# Data listing start

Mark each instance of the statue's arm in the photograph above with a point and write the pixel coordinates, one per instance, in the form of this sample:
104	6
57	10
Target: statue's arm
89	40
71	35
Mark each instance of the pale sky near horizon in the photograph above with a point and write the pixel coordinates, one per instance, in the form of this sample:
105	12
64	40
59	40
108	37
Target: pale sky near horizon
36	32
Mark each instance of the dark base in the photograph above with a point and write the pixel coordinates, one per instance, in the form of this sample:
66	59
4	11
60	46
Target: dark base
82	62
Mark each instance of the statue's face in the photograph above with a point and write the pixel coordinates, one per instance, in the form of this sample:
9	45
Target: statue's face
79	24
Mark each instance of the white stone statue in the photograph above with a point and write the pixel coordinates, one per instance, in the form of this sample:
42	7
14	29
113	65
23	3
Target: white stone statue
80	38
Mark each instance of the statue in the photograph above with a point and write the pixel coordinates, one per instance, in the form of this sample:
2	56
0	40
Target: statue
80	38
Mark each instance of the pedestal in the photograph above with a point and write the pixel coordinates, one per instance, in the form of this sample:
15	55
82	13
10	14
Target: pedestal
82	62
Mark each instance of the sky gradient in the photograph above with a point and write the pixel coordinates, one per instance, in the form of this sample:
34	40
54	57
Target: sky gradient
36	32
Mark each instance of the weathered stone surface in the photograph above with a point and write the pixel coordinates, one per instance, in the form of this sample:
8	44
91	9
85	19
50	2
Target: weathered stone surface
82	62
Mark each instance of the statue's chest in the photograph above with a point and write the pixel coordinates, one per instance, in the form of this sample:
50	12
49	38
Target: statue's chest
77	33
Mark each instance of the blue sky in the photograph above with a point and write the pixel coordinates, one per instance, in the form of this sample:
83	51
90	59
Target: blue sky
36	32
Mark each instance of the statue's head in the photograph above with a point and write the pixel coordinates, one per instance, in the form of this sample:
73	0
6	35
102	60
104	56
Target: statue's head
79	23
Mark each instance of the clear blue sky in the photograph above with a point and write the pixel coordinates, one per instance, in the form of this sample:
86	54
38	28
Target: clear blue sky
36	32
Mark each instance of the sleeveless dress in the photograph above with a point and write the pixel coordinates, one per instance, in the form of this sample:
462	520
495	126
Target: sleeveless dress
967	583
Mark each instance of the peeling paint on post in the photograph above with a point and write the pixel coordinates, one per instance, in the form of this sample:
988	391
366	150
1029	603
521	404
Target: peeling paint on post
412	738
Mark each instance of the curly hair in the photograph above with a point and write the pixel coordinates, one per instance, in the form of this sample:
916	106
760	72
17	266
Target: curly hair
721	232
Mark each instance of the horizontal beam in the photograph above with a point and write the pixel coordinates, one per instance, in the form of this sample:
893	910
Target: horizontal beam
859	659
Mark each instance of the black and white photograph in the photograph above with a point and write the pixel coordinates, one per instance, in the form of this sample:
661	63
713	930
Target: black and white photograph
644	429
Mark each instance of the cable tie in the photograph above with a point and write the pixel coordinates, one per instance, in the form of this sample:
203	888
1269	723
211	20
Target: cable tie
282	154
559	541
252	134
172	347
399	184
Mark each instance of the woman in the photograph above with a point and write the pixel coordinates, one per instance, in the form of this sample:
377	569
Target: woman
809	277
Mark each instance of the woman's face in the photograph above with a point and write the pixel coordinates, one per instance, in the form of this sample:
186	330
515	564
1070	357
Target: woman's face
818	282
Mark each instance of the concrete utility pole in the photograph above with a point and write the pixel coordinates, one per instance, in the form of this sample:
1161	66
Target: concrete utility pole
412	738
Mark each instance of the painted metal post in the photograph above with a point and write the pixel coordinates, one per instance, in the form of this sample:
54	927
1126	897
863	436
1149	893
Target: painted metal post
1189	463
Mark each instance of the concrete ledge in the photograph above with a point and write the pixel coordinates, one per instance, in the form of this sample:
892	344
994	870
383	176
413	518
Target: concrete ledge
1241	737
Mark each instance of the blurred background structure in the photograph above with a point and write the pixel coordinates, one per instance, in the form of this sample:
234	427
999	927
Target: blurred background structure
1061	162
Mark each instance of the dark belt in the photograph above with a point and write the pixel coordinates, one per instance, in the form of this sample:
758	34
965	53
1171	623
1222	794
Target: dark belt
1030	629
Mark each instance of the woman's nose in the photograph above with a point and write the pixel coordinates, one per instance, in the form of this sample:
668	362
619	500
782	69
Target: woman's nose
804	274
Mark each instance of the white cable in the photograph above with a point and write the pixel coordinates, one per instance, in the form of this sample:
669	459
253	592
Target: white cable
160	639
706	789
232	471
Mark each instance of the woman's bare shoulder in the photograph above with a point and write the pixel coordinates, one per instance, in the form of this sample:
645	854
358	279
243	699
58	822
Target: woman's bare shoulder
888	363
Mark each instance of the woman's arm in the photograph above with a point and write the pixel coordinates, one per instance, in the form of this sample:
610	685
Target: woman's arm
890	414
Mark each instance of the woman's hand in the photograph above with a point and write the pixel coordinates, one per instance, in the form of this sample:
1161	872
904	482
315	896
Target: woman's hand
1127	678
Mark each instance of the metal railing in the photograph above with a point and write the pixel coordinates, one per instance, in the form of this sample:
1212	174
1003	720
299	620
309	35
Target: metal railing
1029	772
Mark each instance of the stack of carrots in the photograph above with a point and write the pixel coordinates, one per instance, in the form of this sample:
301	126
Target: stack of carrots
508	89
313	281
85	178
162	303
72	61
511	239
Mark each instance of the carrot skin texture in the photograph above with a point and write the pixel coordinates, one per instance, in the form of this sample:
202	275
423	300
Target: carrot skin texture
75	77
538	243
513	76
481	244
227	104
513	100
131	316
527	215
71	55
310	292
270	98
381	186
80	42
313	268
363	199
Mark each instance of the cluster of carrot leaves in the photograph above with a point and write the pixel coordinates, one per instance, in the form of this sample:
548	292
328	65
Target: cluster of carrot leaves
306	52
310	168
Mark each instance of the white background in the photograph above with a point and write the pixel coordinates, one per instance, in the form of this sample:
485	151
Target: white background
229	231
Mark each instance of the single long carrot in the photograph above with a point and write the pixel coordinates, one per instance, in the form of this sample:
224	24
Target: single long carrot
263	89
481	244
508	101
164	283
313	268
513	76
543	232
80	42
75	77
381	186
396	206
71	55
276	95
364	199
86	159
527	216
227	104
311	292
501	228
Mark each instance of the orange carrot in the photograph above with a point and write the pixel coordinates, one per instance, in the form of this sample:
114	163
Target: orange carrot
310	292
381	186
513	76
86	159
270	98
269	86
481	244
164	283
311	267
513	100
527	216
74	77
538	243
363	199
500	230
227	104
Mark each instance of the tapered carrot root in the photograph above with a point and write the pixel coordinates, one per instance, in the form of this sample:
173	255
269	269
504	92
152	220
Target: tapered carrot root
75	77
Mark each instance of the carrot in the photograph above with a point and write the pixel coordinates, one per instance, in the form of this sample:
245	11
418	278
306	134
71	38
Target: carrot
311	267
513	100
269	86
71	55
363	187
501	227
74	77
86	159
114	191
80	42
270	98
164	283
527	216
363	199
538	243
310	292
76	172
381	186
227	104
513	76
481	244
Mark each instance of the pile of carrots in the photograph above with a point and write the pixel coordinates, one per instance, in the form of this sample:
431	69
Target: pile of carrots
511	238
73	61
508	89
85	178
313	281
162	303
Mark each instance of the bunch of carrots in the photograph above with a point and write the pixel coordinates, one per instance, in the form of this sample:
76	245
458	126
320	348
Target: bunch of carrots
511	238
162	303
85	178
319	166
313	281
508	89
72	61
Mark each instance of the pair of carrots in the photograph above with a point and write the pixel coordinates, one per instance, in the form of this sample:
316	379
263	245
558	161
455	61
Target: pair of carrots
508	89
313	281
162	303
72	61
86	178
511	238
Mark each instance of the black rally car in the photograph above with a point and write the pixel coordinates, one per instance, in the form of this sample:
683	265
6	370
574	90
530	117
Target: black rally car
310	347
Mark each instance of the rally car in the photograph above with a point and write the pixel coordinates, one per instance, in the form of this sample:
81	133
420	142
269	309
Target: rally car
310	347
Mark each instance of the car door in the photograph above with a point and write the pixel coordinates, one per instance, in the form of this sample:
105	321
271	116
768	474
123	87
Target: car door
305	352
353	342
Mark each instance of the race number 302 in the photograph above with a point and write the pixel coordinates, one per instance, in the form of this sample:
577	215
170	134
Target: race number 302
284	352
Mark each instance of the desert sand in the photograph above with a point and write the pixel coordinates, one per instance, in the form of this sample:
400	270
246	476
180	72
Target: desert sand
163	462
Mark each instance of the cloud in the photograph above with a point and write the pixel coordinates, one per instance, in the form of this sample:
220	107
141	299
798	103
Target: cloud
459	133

# Data listing end

Exactly reproduce the lines beginning with the one that contains "Mark each instance of the race" and ending with the last line of the material, both included. Leave out everything else.

Mark each instance of the race number 302 in the photograph above with a point and write the pixel coordinates, one per instance, in the form of this sample:
577	215
170	134
Target: race number 302
284	352
Mark each instance of the desert sand in the photograph above with a point and write the pixel coordinates, one per instance, in the form of this sample:
400	270
246	476
180	72
Target: desert sand
163	462
Mark each instance of the cloud in the photograph above with a point and write the pixel coordinates, one per instance, in the form of this sample:
220	107
141	299
798	103
Target: cloud
459	133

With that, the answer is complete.